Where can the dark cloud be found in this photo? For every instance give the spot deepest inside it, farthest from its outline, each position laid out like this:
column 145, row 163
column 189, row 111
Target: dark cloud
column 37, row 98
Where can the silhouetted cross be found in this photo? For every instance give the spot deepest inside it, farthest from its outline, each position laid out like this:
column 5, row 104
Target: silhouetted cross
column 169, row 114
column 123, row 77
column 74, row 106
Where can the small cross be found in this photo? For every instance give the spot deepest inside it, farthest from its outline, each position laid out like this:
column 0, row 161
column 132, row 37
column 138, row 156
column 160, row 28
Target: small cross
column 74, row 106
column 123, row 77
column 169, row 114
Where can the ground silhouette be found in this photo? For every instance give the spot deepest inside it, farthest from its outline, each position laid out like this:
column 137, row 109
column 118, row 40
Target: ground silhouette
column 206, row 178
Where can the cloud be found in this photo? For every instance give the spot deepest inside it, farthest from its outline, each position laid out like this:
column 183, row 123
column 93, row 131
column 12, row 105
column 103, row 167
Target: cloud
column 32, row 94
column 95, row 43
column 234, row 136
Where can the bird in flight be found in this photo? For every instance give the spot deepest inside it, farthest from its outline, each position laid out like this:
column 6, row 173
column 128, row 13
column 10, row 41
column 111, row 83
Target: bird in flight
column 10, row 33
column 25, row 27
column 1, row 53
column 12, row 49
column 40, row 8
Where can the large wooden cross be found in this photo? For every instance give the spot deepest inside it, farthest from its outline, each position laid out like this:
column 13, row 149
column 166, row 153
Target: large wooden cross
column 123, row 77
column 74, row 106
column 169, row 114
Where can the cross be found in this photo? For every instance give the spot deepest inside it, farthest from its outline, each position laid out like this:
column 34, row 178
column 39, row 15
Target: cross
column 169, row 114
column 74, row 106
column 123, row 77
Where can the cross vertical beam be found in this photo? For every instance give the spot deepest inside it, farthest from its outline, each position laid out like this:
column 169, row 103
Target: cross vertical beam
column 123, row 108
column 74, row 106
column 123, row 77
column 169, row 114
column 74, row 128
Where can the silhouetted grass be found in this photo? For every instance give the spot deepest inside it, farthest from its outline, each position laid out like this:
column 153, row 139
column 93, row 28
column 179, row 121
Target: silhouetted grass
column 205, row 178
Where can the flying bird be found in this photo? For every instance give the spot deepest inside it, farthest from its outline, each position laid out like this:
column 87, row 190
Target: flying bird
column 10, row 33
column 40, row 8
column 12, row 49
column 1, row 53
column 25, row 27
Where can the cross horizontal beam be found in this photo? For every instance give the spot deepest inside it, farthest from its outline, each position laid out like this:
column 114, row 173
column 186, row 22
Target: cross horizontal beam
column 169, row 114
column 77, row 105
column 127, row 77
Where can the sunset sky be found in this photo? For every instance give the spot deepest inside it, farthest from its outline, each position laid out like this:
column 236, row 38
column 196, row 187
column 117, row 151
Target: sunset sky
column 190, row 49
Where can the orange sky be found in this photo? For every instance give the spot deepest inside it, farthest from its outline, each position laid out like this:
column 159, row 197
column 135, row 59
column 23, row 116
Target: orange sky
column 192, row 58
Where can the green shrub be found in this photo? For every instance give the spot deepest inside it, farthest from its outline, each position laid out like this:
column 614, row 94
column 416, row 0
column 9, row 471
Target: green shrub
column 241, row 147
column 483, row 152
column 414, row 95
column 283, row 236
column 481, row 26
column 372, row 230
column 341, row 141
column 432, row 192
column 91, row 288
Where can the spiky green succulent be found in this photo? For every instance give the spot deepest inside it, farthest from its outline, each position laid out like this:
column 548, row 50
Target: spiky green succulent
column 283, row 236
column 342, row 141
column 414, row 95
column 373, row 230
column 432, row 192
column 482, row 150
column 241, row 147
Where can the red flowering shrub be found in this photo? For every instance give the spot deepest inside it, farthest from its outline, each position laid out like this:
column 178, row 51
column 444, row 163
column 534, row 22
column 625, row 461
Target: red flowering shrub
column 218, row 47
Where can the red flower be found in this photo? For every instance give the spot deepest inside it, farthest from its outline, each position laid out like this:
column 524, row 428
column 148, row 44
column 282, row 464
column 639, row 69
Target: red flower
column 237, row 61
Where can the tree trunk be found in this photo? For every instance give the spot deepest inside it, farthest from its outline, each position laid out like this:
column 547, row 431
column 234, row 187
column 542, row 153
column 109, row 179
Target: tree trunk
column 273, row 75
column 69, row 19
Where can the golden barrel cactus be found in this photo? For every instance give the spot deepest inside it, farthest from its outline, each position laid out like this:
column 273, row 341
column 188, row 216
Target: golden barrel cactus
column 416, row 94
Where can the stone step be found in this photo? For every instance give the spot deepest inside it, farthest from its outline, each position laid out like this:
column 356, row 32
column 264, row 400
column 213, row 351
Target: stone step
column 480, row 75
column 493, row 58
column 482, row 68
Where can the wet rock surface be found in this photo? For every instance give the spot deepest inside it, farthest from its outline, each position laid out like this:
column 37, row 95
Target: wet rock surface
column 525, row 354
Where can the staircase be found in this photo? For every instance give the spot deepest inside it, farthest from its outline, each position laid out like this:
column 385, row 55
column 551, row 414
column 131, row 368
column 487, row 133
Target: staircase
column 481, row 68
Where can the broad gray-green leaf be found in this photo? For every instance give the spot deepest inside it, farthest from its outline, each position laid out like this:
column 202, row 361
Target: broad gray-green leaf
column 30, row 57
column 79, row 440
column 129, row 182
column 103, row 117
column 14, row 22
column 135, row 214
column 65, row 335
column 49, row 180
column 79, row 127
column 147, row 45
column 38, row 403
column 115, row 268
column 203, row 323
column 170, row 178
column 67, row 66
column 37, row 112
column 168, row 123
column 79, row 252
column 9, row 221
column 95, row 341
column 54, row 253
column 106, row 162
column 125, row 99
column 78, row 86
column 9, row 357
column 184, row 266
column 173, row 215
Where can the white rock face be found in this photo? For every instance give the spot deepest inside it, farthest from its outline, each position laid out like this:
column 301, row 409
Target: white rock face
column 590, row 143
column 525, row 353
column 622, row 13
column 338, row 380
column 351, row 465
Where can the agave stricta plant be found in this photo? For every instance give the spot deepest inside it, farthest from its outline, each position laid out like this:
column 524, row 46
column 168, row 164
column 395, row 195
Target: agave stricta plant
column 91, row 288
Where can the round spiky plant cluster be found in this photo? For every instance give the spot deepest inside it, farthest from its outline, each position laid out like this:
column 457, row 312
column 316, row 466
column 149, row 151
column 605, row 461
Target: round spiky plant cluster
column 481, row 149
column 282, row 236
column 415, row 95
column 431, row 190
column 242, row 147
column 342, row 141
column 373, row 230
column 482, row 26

● Work to be completed: Reproduce every record above exactly as it is written.

● Answer to the exercise:
Where can the dark cloud be found in this photo? For every instance give the spot deepest inside it, farthest from its outline, each position laid out like this:
column 145, row 163
column 189, row 111
Target: dark cloud
column 37, row 98
Where can the silhouetted cross be found in this photo? For every instance give the spot deepest inside it, farthest from its outline, each position laid out like this:
column 5, row 104
Target: silhouetted cross
column 169, row 114
column 123, row 77
column 74, row 106
Where can the small cross be found in this photo? For every instance give the spot deepest inside it, farthest from its outline, each position laid out like this:
column 0, row 161
column 132, row 37
column 138, row 156
column 160, row 28
Target: small cross
column 74, row 106
column 123, row 77
column 169, row 114
Where can the ground silhouette be found in this photo? For every instance give the spot deepest inside it, farthest from its outline, each position laid out like this:
column 137, row 109
column 118, row 40
Target: ground silhouette
column 206, row 178
Where can the cloud be found in this photo? For every instance give the spot deepest inside it, farthest from its outline, each position laid out like this:
column 183, row 123
column 93, row 131
column 12, row 105
column 103, row 167
Target: cloud
column 32, row 94
column 95, row 43
column 234, row 136
Where can the bird in flight be found in this photo? For every instance give the spot deepest inside it, farthest from its outline, each position laid out like this:
column 6, row 173
column 128, row 13
column 10, row 41
column 111, row 83
Target: bird in flight
column 10, row 33
column 25, row 27
column 1, row 53
column 12, row 49
column 40, row 8
Where can the large wooden cross be found in this photo? For every instance give the spot deepest inside it, farthest from its outline, each position laid out like this:
column 13, row 149
column 166, row 153
Target: large wooden cross
column 123, row 77
column 74, row 106
column 169, row 114
Where can the cross be found in this photo? For every instance give the spot deepest inside it, farthest from its outline, each position laid out like this:
column 34, row 178
column 39, row 15
Target: cross
column 169, row 114
column 74, row 106
column 123, row 77
Where can the cross vertical beam be found in this photo? For every instance give the spot deepest inside it, farthest from its outline, each position laid out like this:
column 169, row 103
Target: cross vertical beam
column 123, row 108
column 74, row 106
column 123, row 77
column 169, row 114
column 74, row 128
Where can the silhouetted grass be found in this photo? For every instance give the spot deepest inside it, farthest from its outline, each position laid out like this:
column 153, row 139
column 93, row 28
column 179, row 121
Target: silhouetted grass
column 205, row 178
Where can the flying bird be found in this photo? For every instance give the spot deepest inside it, farthest from its outline, each position laid out like this:
column 87, row 190
Target: flying bird
column 10, row 33
column 40, row 8
column 12, row 49
column 1, row 53
column 25, row 27
Where can the cross horizontal beam be found in this photo? For every instance give the spot deepest inside it, farthest from its outline, each position laid out like this:
column 114, row 173
column 186, row 22
Target: cross horizontal beam
column 169, row 114
column 77, row 105
column 127, row 77
Where can the sunset sky be found in this photo? For every instance give the spot deepest inside it, farthest from its outline, each position laid out like this:
column 236, row 38
column 196, row 187
column 117, row 151
Target: sunset sky
column 190, row 49
Where can the orange sky be found in this photo? For every instance give the spot deepest inside it, farthest from its outline, each position laid out like this:
column 159, row 197
column 135, row 59
column 23, row 116
Target: orange sky
column 192, row 58
Where can the green shrub be found in this photo? For every instance give the spot deepest inside it, farthest from its outline, each position laid out like this:
column 614, row 94
column 416, row 0
column 9, row 471
Target: green shrub
column 241, row 147
column 483, row 152
column 414, row 95
column 283, row 236
column 481, row 26
column 372, row 230
column 341, row 141
column 432, row 192
column 91, row 288
Where can the spiky green succulent be found in this photo? For every instance give the spot deepest inside it, farthest from its outline, each position laid out like this:
column 548, row 50
Target: spiky green succulent
column 283, row 236
column 342, row 141
column 414, row 95
column 373, row 230
column 432, row 192
column 482, row 150
column 241, row 147
Where can the red flowering shrub be found in this photo? For every instance give the spot deepest inside it, farthest from its outline, each position laid out like this:
column 178, row 51
column 444, row 163
column 534, row 22
column 625, row 461
Target: red flowering shrub
column 218, row 47
Where can the red flower be found in this photo? For every instance give the spot deepest inside it, farthest from its outline, each position laid out like this:
column 524, row 428
column 148, row 44
column 282, row 464
column 639, row 69
Target: red flower
column 237, row 61
Where can the tree trunk be found in this photo? For every instance give the spot deepest inside it, farthest from its outline, each position laid out like this:
column 547, row 431
column 234, row 187
column 542, row 153
column 109, row 179
Target: tree trunk
column 273, row 75
column 69, row 19
Where can the golden barrel cactus be found in this photo? For every instance give the spot deepest inside it, farthest from its outline, each position laid out like this:
column 273, row 341
column 188, row 216
Target: golden barrel cactus
column 416, row 94
Where can the stone step be found in this photo? For every instance give the spot deepest inside it, farthest from its outline, each position laid out like this:
column 356, row 32
column 264, row 400
column 213, row 351
Target: stone step
column 480, row 75
column 493, row 58
column 482, row 68
Where can the wet rock surface be found in this photo? For every instance give the spot deepest inside it, farthest from its outline, each position laid out like this:
column 37, row 95
Target: wet rock surface
column 525, row 354
Where can the staircase be found in this photo? For every instance give the spot deepest inside it, farthest from its outline, each position laid out like this:
column 385, row 55
column 551, row 414
column 131, row 368
column 487, row 133
Target: staircase
column 481, row 68
Where can the broad gray-green leaf be found in this photo? For every instance give the spot deepest inside it, farthest from its outline, each position laid out like this:
column 202, row 361
Target: broad gray-green leaf
column 30, row 57
column 79, row 440
column 129, row 182
column 103, row 117
column 14, row 22
column 135, row 214
column 65, row 335
column 49, row 180
column 79, row 127
column 147, row 45
column 38, row 403
column 115, row 268
column 203, row 323
column 170, row 178
column 67, row 66
column 37, row 112
column 168, row 123
column 79, row 252
column 9, row 221
column 95, row 341
column 54, row 253
column 106, row 162
column 125, row 99
column 78, row 86
column 9, row 357
column 184, row 266
column 173, row 215
Where can the white rock face be found in this photo? For every instance give the spot deepest inside it, farthest from its outline, each position laid out like this:
column 301, row 409
Target: white rock face
column 590, row 143
column 525, row 353
column 622, row 13
column 338, row 380
column 351, row 465
Where can the agave stricta plant be found in this photo? For every instance give the spot deepest inside it, farthest from its outline, each position laid out like this:
column 524, row 46
column 168, row 164
column 395, row 195
Target: agave stricta plant
column 91, row 288
Where can the round spiky plant cluster be found in this photo? For every instance give the spot deepest inside it, farthest from its outline, each position laid out like this:
column 457, row 312
column 316, row 466
column 149, row 151
column 605, row 461
Target: round spiky plant cluster
column 481, row 149
column 282, row 236
column 415, row 95
column 431, row 190
column 242, row 147
column 342, row 141
column 373, row 230
column 482, row 26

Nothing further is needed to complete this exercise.